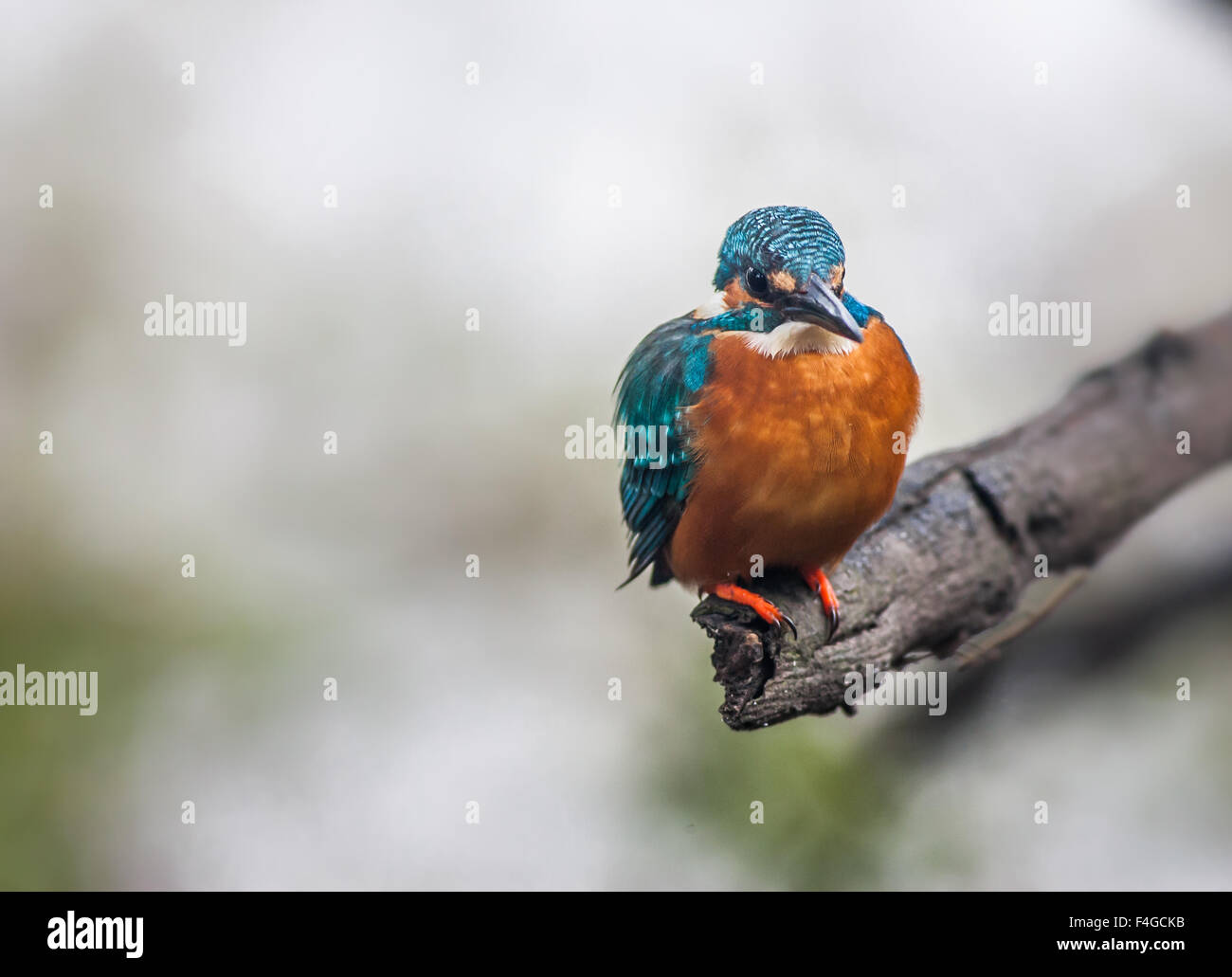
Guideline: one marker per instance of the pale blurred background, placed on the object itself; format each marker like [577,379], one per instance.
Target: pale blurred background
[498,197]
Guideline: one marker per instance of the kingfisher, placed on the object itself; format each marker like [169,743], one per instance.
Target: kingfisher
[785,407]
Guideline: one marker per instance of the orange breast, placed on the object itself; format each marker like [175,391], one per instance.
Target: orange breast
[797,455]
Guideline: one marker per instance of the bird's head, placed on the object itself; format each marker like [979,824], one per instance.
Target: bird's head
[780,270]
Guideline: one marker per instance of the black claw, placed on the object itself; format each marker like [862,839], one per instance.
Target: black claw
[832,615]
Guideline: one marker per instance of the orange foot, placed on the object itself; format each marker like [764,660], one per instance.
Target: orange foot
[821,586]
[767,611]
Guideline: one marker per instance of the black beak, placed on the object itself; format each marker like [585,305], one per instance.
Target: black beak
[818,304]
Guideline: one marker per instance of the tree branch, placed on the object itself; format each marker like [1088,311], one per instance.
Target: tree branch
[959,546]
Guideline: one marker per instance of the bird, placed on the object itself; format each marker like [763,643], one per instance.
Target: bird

────────────────────

Reproduce all of the rows above verbatim, leaving the pictures out of your answer.

**Exercise solution:**
Guideline: one marker per instance of the pale blurred background, placed on the object itself; format each marker like [577,379], one per instance.
Target: pale blurred background
[498,197]
Guideline: one marker per instance of the kingfisher, placed on the object itself; format each marker like [169,743], one per instance.
Target: kingfisher
[785,407]
Guideline: one marker per instance of the orange breast, placed on the object itself; format each marker like [175,391], one per instance.
Target: orange breast
[797,455]
Guideline: one marker per instance of the bird's head, placed on the object itself; format each marker like [979,824], one per instance.
Target: bird's head
[780,270]
Guideline: one marker per instance of the black claw, placed on the object itself; format each marker like [862,839], one per instance.
Target: black claw
[832,615]
Guideline: one marker per instance of the orange foot, placed on the object itself; format each marker like [764,660], one per instance.
Target: orange foot
[821,586]
[767,611]
Guideline: one marker per instance of the black beak, placed on the object itself; format each marker like [585,305], one per instance.
Target: black beak
[818,304]
Guideline: one marker per instance of the tree branch, placed on the object itself; format each marker like [1088,311], one per instance.
Target: tree branch
[959,546]
Guideline: one marker per instance of the bird, placed on the object itself; format each marker like [763,643], one per instance.
Target: bird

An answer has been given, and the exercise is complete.